Exercice court a - Relevez tous les noms de personnes qui figurent dans le passage ci-dessous sur l'efficacité de l'aide au développement.

Dans une très consistante introduction, Audet et Desrosiers soulignent fort justement que le débat sur l’efficacité de l’aide n’est pas résolu tant sont contradictoires les résultats de centaines d’analyses réalisées sur la question. Sur ce point, on retiendra, entre autres questions, la différence de perception de la notion d’efficacité de l’aide entre ceux qui l’évaluent par rapport à l’investissement et ceux qui mettent l’accent sur les rapports entre l’aide et la croissance : les premiers concluent à l’efficacité de l’aide là où les seconds la jugent inefficace. C’est dire à quel point la différence des critères d’évaluation peut influer sur les appréciations que l’on porte sur l’efficacité. L’introduction générale revient également sur des questions d’égale importance telles que la trop grande dispersion de l’aide, l’ampleur des promesses par rapport aux intérêts suscités, l’adoption par le Canada d’une politique de concentration géographique et sectorielle de l’aide, etc. Sur ce dernier point les auteurs soulignent fort justement les risques d’un désengagement rapide dans des pays jugés non prioritaires et d’une éventuelle incapacité des pays nouvellement bénéficiaires de l’aide à gérer des fonds substantiels supplémentaires.

Dans la première partie de l’ouvrage, Brian Tomlinson revient sur les réformes des dernières années au sein de l’Agence canadienne de développement international (ACDI) en insistant sur l’influence exercée par les différentes réunions des Nations unies sur le développement et surtout la fameuse « Déclaration de Paris » sur l’efficacité de l’aide produite par le Comité d’aide au développement (CAD) en rapport avec un certain nombre de pays bénéficiaires, en vue d’arriver surtout à une harmonisation de leurs pratiques. L’auteur souligne que vers la fin de la décennie, il était impossible de démontrer que l’ACDI avait su relever les défis cernés par les donateurs du CAD. Un ajustement s’imposait alors pour donner la priorité à la réduction de la pauvreté et, sur ce point, des améliorations sont à noter depuis 2000 mais les résultats restent mitigés.

Exercice court b - Sélectionnez dans la liste qui suit chaque ligne où apparaît la chaîne "stain", puis recopiez-la.

Données fournies -
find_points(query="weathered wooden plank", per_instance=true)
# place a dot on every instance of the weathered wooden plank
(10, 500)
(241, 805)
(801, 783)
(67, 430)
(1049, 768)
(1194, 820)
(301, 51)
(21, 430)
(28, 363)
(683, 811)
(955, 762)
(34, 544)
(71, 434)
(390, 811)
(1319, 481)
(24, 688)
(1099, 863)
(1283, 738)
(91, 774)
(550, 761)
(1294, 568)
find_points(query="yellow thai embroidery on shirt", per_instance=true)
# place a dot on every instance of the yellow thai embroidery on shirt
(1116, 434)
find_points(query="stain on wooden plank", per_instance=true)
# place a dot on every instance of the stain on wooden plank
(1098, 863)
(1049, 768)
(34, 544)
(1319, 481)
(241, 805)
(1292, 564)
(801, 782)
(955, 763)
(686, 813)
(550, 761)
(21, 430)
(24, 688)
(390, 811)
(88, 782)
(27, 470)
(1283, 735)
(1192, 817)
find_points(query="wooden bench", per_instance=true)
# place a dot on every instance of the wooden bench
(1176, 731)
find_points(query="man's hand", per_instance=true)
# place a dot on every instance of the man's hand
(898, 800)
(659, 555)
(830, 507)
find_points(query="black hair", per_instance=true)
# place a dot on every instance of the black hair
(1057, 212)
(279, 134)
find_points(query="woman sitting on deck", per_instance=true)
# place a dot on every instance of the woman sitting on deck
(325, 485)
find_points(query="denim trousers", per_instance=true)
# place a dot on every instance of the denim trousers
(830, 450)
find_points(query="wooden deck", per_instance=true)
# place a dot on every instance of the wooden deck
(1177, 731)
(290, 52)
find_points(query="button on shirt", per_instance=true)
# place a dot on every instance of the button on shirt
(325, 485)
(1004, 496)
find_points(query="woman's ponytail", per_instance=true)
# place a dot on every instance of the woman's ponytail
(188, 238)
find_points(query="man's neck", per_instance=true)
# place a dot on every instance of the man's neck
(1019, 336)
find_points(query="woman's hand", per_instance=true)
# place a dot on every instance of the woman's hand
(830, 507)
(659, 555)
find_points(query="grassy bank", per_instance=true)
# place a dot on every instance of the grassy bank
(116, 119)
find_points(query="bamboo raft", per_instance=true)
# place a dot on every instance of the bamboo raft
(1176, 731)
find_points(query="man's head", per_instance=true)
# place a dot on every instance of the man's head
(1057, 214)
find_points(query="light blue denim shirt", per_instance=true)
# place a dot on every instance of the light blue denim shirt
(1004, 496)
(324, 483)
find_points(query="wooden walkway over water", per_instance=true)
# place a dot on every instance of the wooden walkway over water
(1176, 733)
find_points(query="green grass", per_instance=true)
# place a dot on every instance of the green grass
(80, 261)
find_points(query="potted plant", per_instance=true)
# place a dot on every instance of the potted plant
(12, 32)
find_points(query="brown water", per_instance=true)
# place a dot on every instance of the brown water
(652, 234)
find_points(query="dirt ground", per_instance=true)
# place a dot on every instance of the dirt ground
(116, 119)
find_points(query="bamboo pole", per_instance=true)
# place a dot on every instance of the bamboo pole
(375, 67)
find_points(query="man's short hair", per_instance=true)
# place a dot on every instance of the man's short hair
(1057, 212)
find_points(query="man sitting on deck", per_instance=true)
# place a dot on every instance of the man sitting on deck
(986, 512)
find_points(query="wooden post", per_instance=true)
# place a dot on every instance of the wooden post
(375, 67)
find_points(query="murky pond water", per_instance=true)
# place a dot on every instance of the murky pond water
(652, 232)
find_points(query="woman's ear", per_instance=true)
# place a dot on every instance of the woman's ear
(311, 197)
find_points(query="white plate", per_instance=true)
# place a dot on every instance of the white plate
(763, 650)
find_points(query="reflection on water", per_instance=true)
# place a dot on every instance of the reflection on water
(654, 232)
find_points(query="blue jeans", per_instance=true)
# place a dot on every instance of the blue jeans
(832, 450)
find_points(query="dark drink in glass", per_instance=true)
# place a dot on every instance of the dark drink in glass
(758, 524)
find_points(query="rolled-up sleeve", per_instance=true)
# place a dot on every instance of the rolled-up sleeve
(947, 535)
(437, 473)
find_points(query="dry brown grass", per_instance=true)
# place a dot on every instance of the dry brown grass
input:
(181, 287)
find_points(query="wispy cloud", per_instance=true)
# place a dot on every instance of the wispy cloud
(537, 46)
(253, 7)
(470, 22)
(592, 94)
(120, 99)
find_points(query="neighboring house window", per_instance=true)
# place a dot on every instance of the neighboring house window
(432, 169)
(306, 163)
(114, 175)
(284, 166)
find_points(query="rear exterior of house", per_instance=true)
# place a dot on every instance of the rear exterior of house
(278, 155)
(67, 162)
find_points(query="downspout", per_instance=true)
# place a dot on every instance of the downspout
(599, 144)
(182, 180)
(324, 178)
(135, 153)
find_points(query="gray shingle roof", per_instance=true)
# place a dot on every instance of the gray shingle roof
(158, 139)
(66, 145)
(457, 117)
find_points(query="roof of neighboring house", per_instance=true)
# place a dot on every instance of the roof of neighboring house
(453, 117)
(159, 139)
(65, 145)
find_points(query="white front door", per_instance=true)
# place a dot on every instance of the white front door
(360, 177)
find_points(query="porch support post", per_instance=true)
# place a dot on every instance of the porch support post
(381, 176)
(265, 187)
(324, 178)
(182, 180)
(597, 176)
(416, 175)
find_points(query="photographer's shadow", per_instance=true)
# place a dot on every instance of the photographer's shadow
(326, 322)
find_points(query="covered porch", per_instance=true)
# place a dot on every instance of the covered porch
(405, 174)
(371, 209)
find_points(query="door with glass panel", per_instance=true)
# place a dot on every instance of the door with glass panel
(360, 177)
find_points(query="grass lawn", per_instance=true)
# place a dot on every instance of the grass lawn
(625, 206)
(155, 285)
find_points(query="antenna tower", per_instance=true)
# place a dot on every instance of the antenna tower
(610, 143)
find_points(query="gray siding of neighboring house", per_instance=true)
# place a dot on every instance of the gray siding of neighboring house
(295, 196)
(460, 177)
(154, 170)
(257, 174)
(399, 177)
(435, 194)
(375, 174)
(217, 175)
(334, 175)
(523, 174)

Réponse complète a - Audet, Desrosiers, Brian Tomlinson

Réponse complète b -
find_points(query="stain on wooden plank", per_instance=true)
# place a dot on every instance of the stain on wooden plank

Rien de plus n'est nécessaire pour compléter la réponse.